WHAT IS BEING ASKED: From the first line to the last, copy the listing below word for word.

(SUPPLIED INFORMATION)

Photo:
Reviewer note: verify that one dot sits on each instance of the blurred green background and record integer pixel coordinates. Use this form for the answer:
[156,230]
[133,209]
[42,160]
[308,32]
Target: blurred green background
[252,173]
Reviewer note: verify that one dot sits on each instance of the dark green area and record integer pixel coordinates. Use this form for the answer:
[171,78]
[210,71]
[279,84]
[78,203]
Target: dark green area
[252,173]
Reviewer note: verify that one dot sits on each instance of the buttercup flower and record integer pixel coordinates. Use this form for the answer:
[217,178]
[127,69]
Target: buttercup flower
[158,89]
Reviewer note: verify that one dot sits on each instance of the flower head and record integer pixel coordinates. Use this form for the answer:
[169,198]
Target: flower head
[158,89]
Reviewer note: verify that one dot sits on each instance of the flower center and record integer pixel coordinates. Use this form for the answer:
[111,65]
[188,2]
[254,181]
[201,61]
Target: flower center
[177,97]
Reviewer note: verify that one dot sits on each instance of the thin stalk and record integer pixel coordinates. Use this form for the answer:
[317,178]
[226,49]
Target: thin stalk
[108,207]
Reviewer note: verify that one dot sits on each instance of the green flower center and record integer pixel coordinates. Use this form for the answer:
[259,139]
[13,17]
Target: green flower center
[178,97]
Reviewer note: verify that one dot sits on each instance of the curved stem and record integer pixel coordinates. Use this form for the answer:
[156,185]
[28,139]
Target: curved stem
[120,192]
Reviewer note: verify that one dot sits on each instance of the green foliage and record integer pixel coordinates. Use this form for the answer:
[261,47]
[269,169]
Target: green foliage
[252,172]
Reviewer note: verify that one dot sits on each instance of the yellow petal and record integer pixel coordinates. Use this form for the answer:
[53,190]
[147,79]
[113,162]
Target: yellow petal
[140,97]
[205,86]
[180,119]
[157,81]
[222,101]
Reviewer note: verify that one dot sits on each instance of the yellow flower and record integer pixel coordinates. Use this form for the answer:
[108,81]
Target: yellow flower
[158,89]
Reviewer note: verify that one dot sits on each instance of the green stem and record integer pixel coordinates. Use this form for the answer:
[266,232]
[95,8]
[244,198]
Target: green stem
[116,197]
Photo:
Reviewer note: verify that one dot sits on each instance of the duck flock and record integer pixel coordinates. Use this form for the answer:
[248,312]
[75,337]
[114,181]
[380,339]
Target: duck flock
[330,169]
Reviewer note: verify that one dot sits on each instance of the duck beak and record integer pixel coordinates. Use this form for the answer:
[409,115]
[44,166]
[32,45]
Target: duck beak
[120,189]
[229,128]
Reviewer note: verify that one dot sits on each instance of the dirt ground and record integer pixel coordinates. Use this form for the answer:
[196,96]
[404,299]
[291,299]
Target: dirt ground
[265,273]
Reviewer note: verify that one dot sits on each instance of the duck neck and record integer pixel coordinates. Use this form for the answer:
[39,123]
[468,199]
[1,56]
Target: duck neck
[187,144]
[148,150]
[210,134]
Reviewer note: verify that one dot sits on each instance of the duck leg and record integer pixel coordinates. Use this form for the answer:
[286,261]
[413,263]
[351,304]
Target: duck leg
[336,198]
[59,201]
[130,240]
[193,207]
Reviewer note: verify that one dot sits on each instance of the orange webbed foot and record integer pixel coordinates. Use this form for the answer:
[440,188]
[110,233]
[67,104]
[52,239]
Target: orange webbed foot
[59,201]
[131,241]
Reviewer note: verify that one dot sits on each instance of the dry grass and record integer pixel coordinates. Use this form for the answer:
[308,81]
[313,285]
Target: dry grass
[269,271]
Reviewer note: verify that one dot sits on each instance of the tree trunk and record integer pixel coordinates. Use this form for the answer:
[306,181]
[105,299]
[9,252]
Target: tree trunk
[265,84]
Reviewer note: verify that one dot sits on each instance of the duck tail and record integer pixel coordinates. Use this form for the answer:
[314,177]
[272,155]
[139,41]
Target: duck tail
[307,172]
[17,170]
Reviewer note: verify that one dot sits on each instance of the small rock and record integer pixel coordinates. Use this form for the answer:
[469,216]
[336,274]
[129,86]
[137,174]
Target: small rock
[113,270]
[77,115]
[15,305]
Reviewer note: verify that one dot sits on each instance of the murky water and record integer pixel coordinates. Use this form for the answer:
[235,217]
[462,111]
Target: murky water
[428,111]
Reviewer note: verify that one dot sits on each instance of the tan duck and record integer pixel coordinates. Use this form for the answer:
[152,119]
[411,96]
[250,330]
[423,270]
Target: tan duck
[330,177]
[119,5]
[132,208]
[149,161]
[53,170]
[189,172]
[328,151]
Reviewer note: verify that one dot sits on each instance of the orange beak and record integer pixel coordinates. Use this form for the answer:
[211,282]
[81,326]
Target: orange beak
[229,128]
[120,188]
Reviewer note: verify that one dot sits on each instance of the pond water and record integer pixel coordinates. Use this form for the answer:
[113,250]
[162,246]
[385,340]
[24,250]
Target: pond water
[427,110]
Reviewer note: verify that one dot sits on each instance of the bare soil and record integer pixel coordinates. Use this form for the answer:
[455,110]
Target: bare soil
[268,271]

(End SUPPLIED INFORMATION)

TASK ANSWER:
Photo:
Reviewer note: verify that one dot sits on each instance of the blurred green background and record integer pixel coordinates. Use this form for the answer:
[156,230]
[133,209]
[42,160]
[308,32]
Target: blurred green background
[252,173]
Reviewer note: verify that one dot sits on each instance of the dark green area and record integer pixel coordinates. Use this form for the answer:
[171,78]
[210,71]
[279,84]
[78,203]
Target: dark green area
[252,173]
Reviewer note: verify that one dot sits on each instance of the buttercup flower and record integer pixel coordinates. Use this form for the answer:
[217,178]
[127,69]
Target: buttercup flower
[158,89]
Reviewer note: verify that one dot sits on each instance of the flower head and record integer pixel coordinates. Use this form for the answer:
[169,198]
Target: flower head
[158,89]
Reviewer note: verify that one dot sits on each instance of the flower center and record integer pixel coordinates. Use this form for the answer:
[111,65]
[188,2]
[254,181]
[201,61]
Target: flower center
[177,97]
Reviewer note: verify that one dot sits on each instance of the thin stalk and record integer pixel coordinates. Use this form for the answer:
[317,178]
[226,49]
Target: thin stalk
[108,207]
Reviewer note: verify that one dot sits on each instance of the green flower center and record integer pixel coordinates. Use this form for the answer:
[259,139]
[13,17]
Target: green flower center
[178,97]
Reviewer note: verify that one dot sits on each instance of the curved stem and record integer pixel coordinates. Use this form for the answer:
[156,185]
[28,139]
Target: curved stem
[120,192]
Reviewer note: verify that one dot sits on each instance of the green foliage and record integer pixel coordinates. Use this form for the answer:
[261,47]
[269,169]
Target: green foliage
[252,172]
Reviewer note: verify that one dot sits on each instance of the yellow petal and record integer pixel coordinates. Use this form for the answer:
[53,190]
[147,79]
[113,162]
Target: yellow petal
[140,97]
[205,86]
[180,119]
[157,81]
[222,101]
Reviewer note: verify that one dot sits on each instance of the yellow flower and record integer pixel coordinates. Use this form for the answer:
[108,81]
Target: yellow flower
[158,89]
Reviewer note: verify that one dot sits on each instance of the green stem and record integer pixel coordinates. Use this form for the answer:
[266,232]
[95,8]
[244,198]
Target: green stem
[116,197]
Photo:
Reviewer note: verify that one dot sits on each instance of the duck flock and record integer pixel coordinates. Use this form for the answer:
[248,312]
[75,337]
[114,181]
[380,339]
Target: duck flock
[330,169]
Reviewer note: verify that one dot sits on each instance of the duck beak and record integer pixel coordinates. Use this form for the answer:
[409,115]
[44,166]
[32,45]
Target: duck beak
[120,189]
[229,128]
Reviewer note: verify that one dot sits on each instance of the dirt ground and record integer pixel coordinates. Use this form for the answer:
[196,96]
[404,299]
[291,299]
Target: dirt ground
[265,273]
Reviewer note: verify that one dot sits on each instance of the duck neck and record integer pixel coordinates. Use this form for the answer:
[39,123]
[468,199]
[1,56]
Target: duck neck
[187,144]
[148,150]
[210,134]
Reviewer note: verify that one dot sits on each instance of the duck leg and record integer pixel coordinates. Use this form for the answer:
[286,261]
[413,263]
[351,304]
Target: duck leg
[336,198]
[59,201]
[130,240]
[193,207]
Reviewer note: verify that one dot sits on each instance of the orange webbed foot and record integer pixel coordinates. Use this form for the answer:
[440,188]
[110,233]
[67,104]
[52,239]
Target: orange webbed foot
[59,201]
[131,241]
Reviewer note: verify that one dot sits on each instance of the dry grass and record integer pixel coordinates. Use this form for the answer:
[308,81]
[313,285]
Target: dry grass
[269,271]
Reviewer note: verify that one dot sits on each instance of the tree trunk and record integer pixel coordinates. Use this form for the answer:
[306,181]
[105,299]
[9,252]
Target: tree trunk
[265,84]
Reviewer note: verify that one dot sits on each instance of the duck tail and record integer pixel coordinates. Use this form for the answer:
[314,177]
[272,155]
[139,41]
Target: duck tail
[307,172]
[17,170]
Reviewer note: verify that one dot sits on each instance of the small rock and record integer pixel coordinates. Use this form for the answer:
[469,216]
[336,274]
[129,86]
[137,174]
Target: small rock
[113,270]
[77,115]
[15,305]
Reviewer note: verify that one dot sits on each instance of the murky water and record integer pixel coordinates. Use this form for the answer:
[235,217]
[462,111]
Target: murky water
[428,111]
Reviewer note: verify that one dot sits on each instance of the tan duck and record integer pixel coordinates. Use this form for the answer:
[152,119]
[411,96]
[250,330]
[423,270]
Target: tan duck
[330,177]
[119,5]
[132,208]
[149,161]
[53,170]
[189,172]
[328,151]
Reviewer note: verify that one dot sits on each instance of the orange beak and record integer pixel coordinates. Use this form for the answer:
[211,282]
[81,326]
Target: orange beak
[229,128]
[120,188]
Reviewer note: verify that one dot sits on each instance of the pond water and record integer pixel coordinates. Use this form for the answer:
[113,250]
[162,246]
[385,340]
[24,250]
Target: pond water
[427,110]
Reviewer note: verify that one dot sits on each instance of the bare soil and record integer pixel coordinates. Use this form for the answer:
[455,110]
Target: bare soil
[268,271]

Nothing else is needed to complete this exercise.